● **Records for processing**
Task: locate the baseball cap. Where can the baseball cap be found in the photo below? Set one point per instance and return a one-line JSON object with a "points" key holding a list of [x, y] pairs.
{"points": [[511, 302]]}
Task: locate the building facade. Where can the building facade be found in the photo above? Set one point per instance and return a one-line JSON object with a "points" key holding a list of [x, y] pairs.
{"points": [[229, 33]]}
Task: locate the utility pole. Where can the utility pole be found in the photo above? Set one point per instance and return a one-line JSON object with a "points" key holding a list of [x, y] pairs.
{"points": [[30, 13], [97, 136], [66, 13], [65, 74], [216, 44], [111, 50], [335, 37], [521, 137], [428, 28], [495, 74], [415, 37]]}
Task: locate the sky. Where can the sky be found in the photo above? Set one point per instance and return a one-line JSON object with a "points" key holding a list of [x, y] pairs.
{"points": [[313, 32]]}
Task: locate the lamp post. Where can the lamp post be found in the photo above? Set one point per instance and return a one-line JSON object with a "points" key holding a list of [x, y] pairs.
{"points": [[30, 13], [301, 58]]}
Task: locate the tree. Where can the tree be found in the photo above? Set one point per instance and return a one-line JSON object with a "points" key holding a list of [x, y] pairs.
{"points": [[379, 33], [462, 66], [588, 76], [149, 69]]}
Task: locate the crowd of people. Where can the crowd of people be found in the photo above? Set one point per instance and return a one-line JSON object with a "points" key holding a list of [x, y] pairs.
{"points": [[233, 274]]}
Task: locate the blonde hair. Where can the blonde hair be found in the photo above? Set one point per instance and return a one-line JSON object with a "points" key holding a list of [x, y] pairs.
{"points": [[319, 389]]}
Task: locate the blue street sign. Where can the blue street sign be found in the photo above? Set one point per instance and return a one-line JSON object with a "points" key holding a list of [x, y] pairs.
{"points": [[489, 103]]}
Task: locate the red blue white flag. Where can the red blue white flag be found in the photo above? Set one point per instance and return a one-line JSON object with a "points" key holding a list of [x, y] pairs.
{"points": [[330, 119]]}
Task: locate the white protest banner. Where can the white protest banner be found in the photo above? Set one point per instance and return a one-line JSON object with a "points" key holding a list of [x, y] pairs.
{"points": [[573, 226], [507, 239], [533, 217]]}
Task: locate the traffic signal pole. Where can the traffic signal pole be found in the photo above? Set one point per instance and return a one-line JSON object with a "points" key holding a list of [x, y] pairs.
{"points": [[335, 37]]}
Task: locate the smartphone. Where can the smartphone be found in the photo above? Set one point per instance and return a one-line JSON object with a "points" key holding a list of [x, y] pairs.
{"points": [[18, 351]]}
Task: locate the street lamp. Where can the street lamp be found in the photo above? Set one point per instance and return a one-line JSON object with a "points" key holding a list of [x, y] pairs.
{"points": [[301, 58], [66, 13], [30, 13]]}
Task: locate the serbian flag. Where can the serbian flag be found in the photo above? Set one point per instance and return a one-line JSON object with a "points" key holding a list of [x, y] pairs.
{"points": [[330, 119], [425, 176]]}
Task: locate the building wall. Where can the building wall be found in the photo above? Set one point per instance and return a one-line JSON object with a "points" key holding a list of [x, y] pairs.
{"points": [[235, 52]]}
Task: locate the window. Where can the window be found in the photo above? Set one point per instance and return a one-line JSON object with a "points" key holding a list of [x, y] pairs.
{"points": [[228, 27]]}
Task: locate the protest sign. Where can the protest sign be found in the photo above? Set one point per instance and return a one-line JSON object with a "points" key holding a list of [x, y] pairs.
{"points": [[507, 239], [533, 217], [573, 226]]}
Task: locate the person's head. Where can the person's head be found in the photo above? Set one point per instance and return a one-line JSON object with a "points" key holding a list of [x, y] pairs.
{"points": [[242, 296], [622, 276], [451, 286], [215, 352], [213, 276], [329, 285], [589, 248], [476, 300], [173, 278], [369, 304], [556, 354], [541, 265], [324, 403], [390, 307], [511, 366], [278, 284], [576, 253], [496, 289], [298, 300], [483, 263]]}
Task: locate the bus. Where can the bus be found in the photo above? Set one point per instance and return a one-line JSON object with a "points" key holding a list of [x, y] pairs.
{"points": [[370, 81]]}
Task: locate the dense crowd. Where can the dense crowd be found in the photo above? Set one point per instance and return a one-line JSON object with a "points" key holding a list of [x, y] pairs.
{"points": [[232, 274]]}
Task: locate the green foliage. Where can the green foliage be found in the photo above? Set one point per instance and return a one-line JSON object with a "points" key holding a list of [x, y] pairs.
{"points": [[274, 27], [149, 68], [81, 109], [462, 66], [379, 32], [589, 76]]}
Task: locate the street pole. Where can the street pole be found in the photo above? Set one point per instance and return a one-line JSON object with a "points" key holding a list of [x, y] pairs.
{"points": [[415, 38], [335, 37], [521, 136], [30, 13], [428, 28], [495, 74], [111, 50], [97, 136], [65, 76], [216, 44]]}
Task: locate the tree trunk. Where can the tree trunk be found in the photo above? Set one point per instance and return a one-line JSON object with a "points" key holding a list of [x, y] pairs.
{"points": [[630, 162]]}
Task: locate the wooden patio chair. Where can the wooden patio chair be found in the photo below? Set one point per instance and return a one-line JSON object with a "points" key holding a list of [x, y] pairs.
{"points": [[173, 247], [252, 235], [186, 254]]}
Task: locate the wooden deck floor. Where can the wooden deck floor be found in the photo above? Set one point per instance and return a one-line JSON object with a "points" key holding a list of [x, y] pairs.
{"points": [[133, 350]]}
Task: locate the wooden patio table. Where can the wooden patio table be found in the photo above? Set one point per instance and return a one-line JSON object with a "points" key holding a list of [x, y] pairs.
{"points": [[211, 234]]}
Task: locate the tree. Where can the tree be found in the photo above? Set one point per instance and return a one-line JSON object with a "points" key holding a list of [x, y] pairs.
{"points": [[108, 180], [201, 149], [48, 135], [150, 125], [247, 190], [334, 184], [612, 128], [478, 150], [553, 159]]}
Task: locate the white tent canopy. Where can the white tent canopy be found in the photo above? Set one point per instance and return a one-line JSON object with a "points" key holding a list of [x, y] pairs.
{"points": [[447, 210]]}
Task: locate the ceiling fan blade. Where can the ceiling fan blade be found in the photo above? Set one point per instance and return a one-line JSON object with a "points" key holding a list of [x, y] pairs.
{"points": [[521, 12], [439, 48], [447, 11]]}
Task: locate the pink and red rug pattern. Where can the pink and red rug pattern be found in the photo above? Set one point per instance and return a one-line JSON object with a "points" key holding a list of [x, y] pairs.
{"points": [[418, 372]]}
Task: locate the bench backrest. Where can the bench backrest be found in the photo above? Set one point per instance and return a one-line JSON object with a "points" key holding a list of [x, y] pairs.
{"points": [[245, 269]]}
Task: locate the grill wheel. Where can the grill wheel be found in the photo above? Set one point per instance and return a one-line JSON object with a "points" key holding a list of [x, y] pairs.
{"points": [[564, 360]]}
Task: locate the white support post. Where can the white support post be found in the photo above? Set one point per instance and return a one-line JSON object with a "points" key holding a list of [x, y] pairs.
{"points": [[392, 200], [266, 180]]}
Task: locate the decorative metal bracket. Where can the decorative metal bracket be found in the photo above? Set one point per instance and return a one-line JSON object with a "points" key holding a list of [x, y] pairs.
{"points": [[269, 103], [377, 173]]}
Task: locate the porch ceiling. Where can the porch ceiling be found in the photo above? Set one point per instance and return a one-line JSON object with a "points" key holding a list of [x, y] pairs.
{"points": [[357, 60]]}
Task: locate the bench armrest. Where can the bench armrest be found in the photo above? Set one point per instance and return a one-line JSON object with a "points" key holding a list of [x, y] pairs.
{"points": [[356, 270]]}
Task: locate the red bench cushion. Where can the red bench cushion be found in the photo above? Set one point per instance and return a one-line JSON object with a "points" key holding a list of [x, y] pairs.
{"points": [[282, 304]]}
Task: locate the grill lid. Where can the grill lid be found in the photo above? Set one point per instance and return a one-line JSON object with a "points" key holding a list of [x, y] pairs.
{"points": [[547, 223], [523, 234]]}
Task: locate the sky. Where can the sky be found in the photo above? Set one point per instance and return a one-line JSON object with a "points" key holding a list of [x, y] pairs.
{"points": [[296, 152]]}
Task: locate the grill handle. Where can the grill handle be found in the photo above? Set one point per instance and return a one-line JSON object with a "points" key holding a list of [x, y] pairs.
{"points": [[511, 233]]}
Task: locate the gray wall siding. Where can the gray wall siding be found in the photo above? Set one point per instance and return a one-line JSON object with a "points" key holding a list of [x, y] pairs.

● **Instructions for the task**
Quote, without any change, each line from the one that contains "Task: locate the bench armrest." through the end of the material.

● **Reply**
Task: locate the bench armrest. Where can the bench armrest be found in the photo above? Set one point per instance and return a one-line JSON object with a "points" key holding a list of [x, y] pairs.
{"points": [[356, 270]]}
Task: locate the red bench cushion. Where can the red bench cushion be found in the photo above? Set one point per instance and return a one-line JSON object with a "points" key holding a list of [x, y] pairs.
{"points": [[282, 304]]}
Task: locate the grill lid. Where can the grill lid be found in the photo above? Set one point per instance and return a one-line JSON object with a "points" key holding a list of [x, y] pairs.
{"points": [[547, 223], [523, 234]]}
Task: locate the sky. Where can the sky be found in the photo above? Set one point per instance and return a one-line JSON object with a "points" key holding a list of [x, y] pairs.
{"points": [[296, 152]]}
Task: locate the grill handle. Where can the grill handle be found in the photo above? Set one point per instance and return a one-line JSON object with a "points" key holding a list of [x, y] pairs.
{"points": [[511, 233]]}
Task: locate the gray wall siding. Where can the gray wall siding be found in the photo above? Set one point per instance and return a one-line JSON object with a "points" key holding a list of [x, y] pairs.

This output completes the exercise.